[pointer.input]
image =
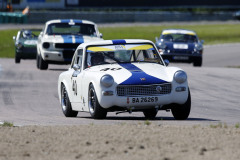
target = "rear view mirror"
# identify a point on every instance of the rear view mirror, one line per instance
(166, 61)
(76, 67)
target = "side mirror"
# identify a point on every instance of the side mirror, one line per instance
(101, 35)
(166, 61)
(76, 67)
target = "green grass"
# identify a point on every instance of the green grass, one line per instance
(211, 34)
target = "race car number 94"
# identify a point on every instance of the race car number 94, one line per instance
(144, 99)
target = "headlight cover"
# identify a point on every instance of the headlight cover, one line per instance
(107, 80)
(180, 77)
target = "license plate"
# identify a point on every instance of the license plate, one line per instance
(142, 100)
(180, 46)
(180, 57)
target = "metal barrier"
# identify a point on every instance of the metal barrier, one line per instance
(13, 17)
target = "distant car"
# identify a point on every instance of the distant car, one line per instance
(26, 44)
(60, 38)
(179, 45)
(236, 15)
(122, 76)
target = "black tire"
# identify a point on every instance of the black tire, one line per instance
(17, 59)
(197, 63)
(150, 113)
(43, 65)
(182, 111)
(66, 104)
(96, 111)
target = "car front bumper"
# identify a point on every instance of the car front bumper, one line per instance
(188, 58)
(144, 101)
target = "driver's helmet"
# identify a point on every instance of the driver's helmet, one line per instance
(97, 58)
(27, 34)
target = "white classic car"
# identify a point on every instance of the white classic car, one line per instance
(60, 38)
(124, 76)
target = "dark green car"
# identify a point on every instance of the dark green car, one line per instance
(26, 44)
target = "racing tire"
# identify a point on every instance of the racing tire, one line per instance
(197, 63)
(182, 111)
(66, 104)
(17, 59)
(43, 65)
(150, 113)
(95, 110)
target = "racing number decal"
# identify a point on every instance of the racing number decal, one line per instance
(74, 87)
(144, 99)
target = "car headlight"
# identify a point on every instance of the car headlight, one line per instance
(107, 80)
(180, 77)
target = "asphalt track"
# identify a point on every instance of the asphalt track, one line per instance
(28, 96)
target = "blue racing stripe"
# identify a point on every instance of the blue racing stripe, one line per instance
(65, 20)
(119, 41)
(139, 77)
(77, 21)
(79, 39)
(67, 39)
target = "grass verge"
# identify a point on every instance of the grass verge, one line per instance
(211, 34)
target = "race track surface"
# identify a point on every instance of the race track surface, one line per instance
(28, 96)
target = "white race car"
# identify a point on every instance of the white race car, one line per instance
(124, 76)
(60, 38)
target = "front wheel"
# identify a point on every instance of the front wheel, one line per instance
(150, 113)
(66, 104)
(96, 111)
(182, 111)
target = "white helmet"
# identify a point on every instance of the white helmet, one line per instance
(27, 34)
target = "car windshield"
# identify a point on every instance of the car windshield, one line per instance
(71, 29)
(173, 37)
(128, 53)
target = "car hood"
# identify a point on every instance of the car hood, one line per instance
(136, 73)
(70, 38)
(180, 46)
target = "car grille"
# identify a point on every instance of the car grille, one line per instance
(138, 90)
(67, 45)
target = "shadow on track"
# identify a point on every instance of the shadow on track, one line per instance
(128, 118)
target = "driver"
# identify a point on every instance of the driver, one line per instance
(97, 58)
(27, 34)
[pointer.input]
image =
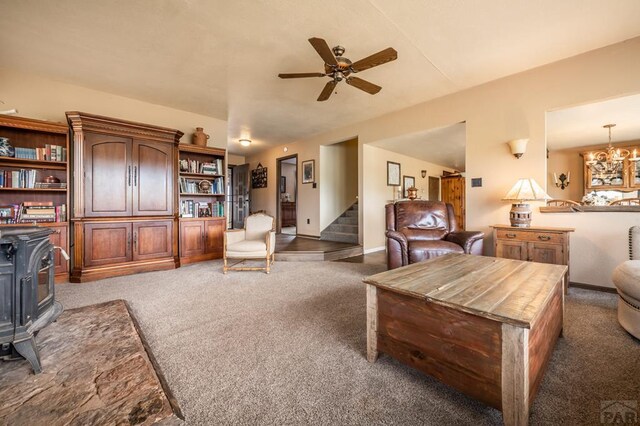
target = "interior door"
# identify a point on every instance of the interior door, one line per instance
(107, 243)
(108, 175)
(152, 178)
(434, 188)
(152, 240)
(240, 200)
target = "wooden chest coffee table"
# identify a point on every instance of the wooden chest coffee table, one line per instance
(484, 325)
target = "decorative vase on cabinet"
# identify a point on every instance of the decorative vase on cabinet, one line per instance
(200, 137)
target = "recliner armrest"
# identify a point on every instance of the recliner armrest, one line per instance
(470, 241)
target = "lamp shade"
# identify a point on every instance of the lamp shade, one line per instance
(518, 146)
(526, 189)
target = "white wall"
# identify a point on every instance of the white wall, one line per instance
(339, 177)
(45, 99)
(376, 192)
(509, 108)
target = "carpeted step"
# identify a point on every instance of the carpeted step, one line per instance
(348, 220)
(342, 237)
(348, 229)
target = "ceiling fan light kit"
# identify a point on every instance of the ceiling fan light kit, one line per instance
(339, 68)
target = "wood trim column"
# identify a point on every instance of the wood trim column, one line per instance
(515, 375)
(372, 323)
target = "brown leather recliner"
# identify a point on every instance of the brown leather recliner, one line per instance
(419, 230)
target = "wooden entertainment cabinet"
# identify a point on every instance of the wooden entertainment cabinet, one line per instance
(124, 205)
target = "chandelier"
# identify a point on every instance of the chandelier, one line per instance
(611, 161)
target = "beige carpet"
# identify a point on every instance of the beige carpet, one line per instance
(289, 348)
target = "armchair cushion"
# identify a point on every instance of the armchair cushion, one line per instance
(466, 240)
(423, 250)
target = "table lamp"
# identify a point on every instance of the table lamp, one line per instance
(524, 190)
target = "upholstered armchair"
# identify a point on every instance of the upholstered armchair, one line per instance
(419, 230)
(626, 278)
(256, 241)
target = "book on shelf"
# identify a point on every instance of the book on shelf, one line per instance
(212, 167)
(194, 209)
(26, 178)
(33, 212)
(48, 153)
(193, 186)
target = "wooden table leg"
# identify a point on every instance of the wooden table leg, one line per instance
(515, 375)
(372, 323)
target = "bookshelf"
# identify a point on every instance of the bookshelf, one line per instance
(34, 188)
(201, 186)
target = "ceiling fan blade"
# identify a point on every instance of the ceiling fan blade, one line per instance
(323, 50)
(363, 85)
(327, 91)
(387, 55)
(301, 75)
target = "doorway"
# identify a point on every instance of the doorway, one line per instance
(287, 195)
(238, 195)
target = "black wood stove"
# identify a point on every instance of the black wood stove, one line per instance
(27, 293)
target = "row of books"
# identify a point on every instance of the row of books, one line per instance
(33, 212)
(26, 178)
(195, 186)
(191, 208)
(48, 153)
(215, 167)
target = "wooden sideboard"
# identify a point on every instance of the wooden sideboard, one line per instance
(534, 244)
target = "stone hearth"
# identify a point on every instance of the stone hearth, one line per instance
(95, 371)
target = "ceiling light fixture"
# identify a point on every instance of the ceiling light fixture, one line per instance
(604, 164)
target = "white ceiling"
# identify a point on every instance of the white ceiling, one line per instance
(221, 58)
(582, 125)
(444, 146)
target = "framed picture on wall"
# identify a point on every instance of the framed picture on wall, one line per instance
(393, 173)
(407, 182)
(308, 171)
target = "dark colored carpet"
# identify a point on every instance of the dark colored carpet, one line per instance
(289, 348)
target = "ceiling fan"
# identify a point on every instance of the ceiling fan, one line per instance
(339, 68)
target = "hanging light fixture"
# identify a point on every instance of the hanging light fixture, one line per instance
(611, 161)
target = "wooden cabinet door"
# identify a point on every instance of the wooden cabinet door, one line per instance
(107, 243)
(59, 238)
(153, 181)
(152, 240)
(214, 230)
(516, 250)
(107, 176)
(546, 253)
(191, 238)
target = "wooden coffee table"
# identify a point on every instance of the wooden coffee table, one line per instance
(483, 325)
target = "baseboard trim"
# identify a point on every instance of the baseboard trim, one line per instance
(315, 237)
(374, 249)
(593, 287)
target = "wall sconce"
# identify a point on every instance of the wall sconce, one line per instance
(518, 147)
(562, 181)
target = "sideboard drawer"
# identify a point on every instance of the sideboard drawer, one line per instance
(520, 235)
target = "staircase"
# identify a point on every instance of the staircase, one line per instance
(345, 228)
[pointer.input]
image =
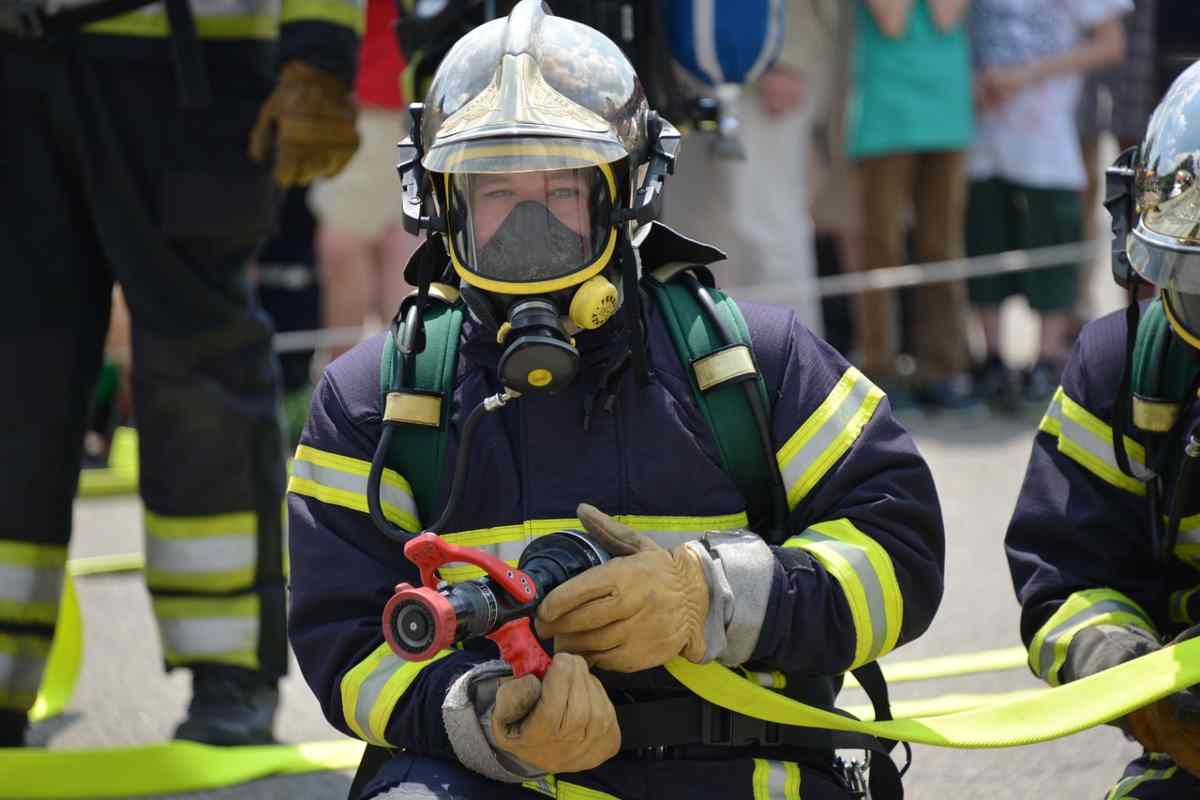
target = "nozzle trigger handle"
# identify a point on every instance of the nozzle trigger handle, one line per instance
(520, 648)
(430, 551)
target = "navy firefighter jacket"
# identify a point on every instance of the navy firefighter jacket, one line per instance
(1080, 546)
(861, 573)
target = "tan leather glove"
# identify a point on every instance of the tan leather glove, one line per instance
(635, 612)
(309, 122)
(563, 723)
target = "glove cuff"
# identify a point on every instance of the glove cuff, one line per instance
(738, 567)
(467, 714)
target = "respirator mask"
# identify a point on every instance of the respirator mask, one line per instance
(534, 250)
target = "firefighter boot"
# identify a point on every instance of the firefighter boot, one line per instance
(231, 705)
(12, 728)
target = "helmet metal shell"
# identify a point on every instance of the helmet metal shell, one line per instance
(535, 76)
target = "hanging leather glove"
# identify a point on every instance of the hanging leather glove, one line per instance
(1171, 725)
(309, 124)
(563, 723)
(635, 612)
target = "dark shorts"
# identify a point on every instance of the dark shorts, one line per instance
(1003, 216)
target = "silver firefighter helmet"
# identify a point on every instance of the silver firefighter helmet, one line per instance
(1164, 246)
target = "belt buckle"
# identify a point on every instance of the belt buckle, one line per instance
(22, 18)
(725, 728)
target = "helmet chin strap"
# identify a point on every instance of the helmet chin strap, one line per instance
(630, 270)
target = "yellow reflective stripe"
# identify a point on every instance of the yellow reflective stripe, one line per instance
(198, 527)
(202, 553)
(1087, 440)
(154, 24)
(1187, 545)
(827, 434)
(22, 663)
(348, 14)
(507, 542)
(30, 582)
(775, 780)
(1048, 649)
(867, 576)
(372, 687)
(342, 481)
(1128, 785)
(223, 630)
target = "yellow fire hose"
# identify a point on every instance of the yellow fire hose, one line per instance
(1019, 717)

Task brief:
Count the lines of the data above that contain the string "silver". Reply with the number alone.

Response to this task:
2